• _WORK REQUEST_
Could the entries below be reproduced exactly, with the images removed?
== MATERIAL FOR THIS TASK
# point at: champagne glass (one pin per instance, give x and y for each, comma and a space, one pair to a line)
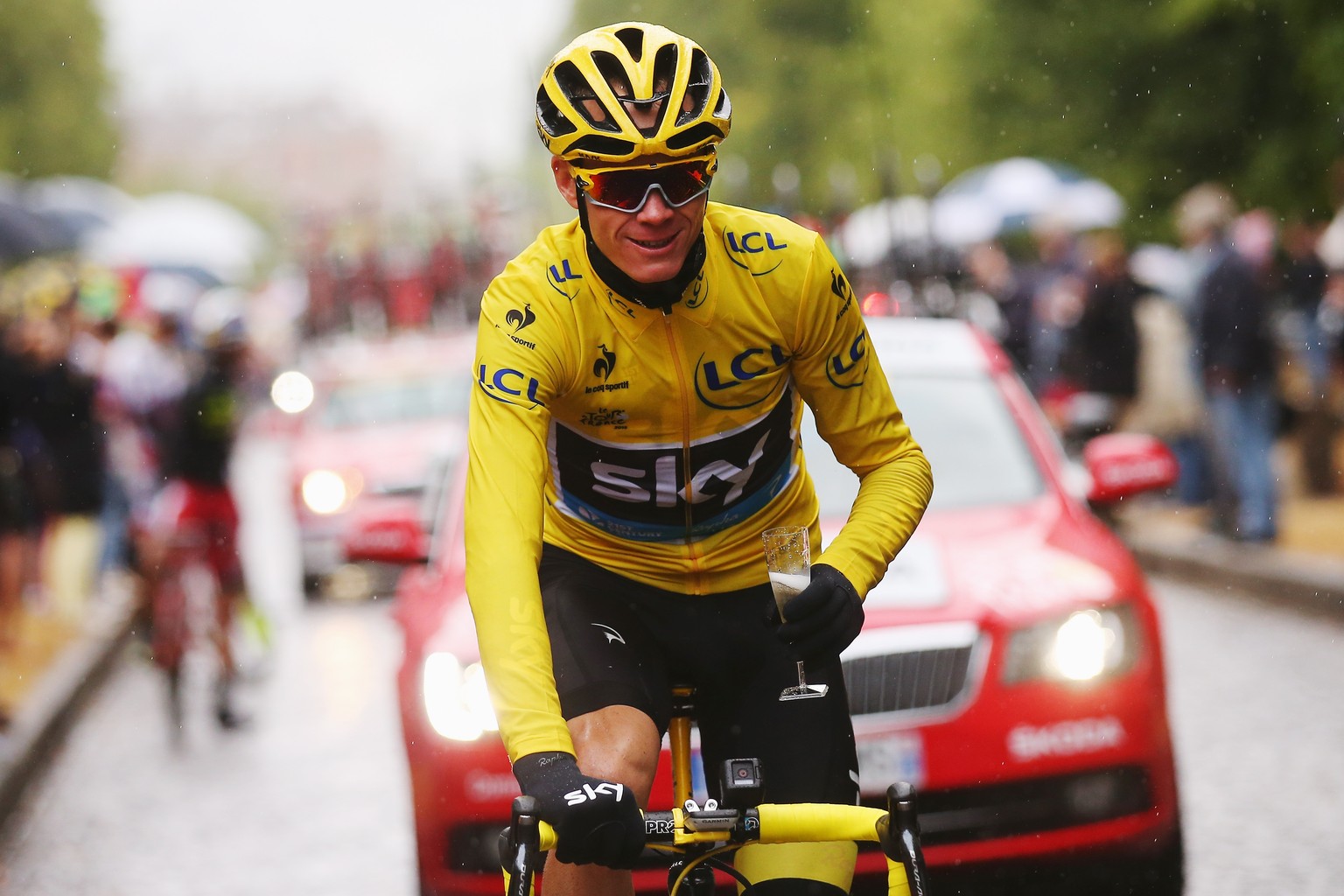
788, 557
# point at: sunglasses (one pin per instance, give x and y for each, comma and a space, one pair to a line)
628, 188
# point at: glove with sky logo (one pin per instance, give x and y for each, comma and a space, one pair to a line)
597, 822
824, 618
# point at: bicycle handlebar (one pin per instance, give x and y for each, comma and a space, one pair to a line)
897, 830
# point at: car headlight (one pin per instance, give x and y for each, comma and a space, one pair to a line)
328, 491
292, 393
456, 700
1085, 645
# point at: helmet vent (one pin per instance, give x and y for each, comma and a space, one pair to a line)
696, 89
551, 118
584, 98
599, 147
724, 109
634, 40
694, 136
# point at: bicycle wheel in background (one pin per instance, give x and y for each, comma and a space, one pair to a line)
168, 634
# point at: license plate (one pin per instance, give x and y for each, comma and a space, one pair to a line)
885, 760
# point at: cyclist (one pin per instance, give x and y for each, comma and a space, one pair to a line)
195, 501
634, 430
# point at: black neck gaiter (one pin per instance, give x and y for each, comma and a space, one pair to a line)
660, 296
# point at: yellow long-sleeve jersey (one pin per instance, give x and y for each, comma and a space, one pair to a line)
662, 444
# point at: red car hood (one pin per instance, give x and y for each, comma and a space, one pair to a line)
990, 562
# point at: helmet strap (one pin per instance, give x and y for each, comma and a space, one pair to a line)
====
• _SOLVED EXERCISE_
# point at: champagne glass (one pin per instance, give x and y for each, comma and a space, one pair to a line)
788, 557
# point at: sunglasses (one pin per instance, give x and y for each, comma and a space, one pair to a line)
628, 188
# point at: glove with sky logo (one pin per instance, give x and y for each, comma and a space, one pair to a line)
597, 822
824, 618
# point at: bicycle handlebar (one pin per instance, give x and y for each, comma and a space, one pair to a line)
897, 830
# point at: car headlight (one pin per instance, give x and y for each, comma and a space, one pair to a line)
328, 491
292, 393
456, 700
1085, 645
# point at: helmet vent (one pin per instance, give x and y for each, comma and a space, one pair to a line)
696, 89
551, 118
584, 98
599, 147
724, 109
634, 40
694, 136
# point at: bicycle wheel in background (one pin per instance, give x and y for each, comma and a space, one pair to a line)
168, 634
# point at: license plate (one pin per instance, give x and y for each, comma and a space, one pair to a line)
885, 760
# point at: cyclist (one pin per instance, give x and y for each, comma and a space, one pair to a line)
195, 501
634, 430
# point at: black neck gaiter (one pin per instance, give x and y for each, comma and a space, one pair to a line)
660, 296
# point at: yellow long-sleeve jersey (one pin per instance, give x and y for each, comma and a space, one pair to a line)
662, 444
# point at: red car hood (one pin per instance, give x and y for each, comma and a space, one pair to a line)
990, 562
# point at: helmet strap (one pin per instance, give x and y for each, comma and a space, one pair to a line)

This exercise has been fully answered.